* _GOAL_:
Revise the data starting with the line that contains "Objective — one point per instance of the deer in" and going on through the line that contains "[[239, 178]]", putting "whole-number" wherever "integer" appears and leaving everything else unchanged.
-- START DATA SECTION --
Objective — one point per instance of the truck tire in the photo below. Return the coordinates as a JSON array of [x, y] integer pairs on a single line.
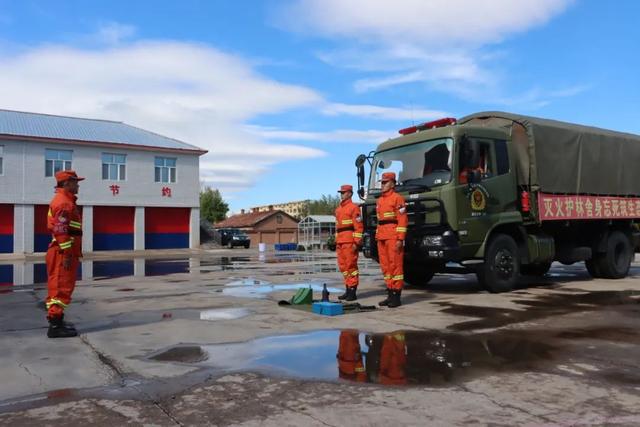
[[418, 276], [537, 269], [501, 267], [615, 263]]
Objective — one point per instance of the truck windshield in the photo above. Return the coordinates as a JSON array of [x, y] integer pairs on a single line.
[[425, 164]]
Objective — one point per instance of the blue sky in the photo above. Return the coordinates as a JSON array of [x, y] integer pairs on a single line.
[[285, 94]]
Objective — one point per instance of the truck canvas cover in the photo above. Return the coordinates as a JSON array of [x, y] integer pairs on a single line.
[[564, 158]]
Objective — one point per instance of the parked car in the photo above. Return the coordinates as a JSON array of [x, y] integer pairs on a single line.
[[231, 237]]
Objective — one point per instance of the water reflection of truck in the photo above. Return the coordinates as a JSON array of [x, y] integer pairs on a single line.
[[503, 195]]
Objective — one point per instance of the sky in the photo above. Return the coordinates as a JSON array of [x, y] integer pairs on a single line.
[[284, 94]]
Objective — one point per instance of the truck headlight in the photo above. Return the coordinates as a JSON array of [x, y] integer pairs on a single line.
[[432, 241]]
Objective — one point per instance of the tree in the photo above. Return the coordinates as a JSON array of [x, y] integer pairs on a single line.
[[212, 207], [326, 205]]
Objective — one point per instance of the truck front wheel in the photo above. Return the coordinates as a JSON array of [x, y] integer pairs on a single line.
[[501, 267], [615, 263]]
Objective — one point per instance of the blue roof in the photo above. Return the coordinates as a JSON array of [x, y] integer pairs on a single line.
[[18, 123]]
-- END DATA SECTION --
-- START DATA SECTION --
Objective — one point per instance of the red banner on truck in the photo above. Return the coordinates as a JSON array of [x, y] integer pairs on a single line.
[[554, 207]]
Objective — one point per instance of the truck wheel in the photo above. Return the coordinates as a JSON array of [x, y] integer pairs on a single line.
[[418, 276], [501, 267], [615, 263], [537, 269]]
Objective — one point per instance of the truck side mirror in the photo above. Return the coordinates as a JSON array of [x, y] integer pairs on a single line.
-- END DATA SECTION --
-- START DATA SECTION --
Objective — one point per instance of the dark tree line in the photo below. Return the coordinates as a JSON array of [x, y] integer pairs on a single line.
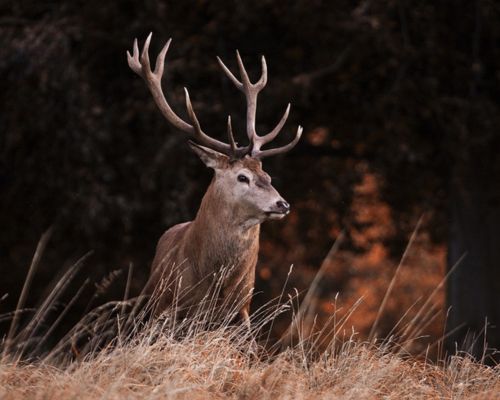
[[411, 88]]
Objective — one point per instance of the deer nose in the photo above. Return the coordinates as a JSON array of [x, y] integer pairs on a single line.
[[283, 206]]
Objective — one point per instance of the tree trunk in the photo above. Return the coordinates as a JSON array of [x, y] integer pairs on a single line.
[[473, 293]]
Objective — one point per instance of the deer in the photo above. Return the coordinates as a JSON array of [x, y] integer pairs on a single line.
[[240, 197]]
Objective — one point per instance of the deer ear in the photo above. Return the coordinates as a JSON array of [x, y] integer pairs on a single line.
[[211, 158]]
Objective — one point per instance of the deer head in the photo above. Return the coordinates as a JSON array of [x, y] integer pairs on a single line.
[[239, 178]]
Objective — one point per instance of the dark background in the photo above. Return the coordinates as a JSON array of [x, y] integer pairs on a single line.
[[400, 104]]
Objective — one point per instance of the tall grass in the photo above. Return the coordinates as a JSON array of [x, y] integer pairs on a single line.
-- END DATA SECTION --
* _EXERCISE RESPONSE_:
Objective — one point per instance of the deer in the photo above. Return the coordinates as a JSON array of [x, y] whole-number pairs on a single line.
[[240, 197]]
Objective — one point per instance of the deer ear in the photo above. Return the coordinates as a JSON array of [x, y] whole-number pairs on a single line.
[[211, 158]]
Objective — one point per instance of the deer head in the photo above. Return the coordinates as a JSON array of [x, y] whole-number pairs on a single line.
[[239, 178]]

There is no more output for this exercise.